Records from a dataset
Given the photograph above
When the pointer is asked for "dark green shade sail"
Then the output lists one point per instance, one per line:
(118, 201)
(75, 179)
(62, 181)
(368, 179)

## WHAT IS NEEDED
Convert the records above into a two-column CSV with the header request,points and one row per request. Put each request's text and its answer in their own quoted fields, replacing any line breaks with spaces.

## COMPLETED TASK
request,points
"Given the photograph above When the pointer is asked for ""dark green shade sail"" Then the output lists one point per instance, one per line:","(118, 201) (75, 179) (62, 181) (368, 179)"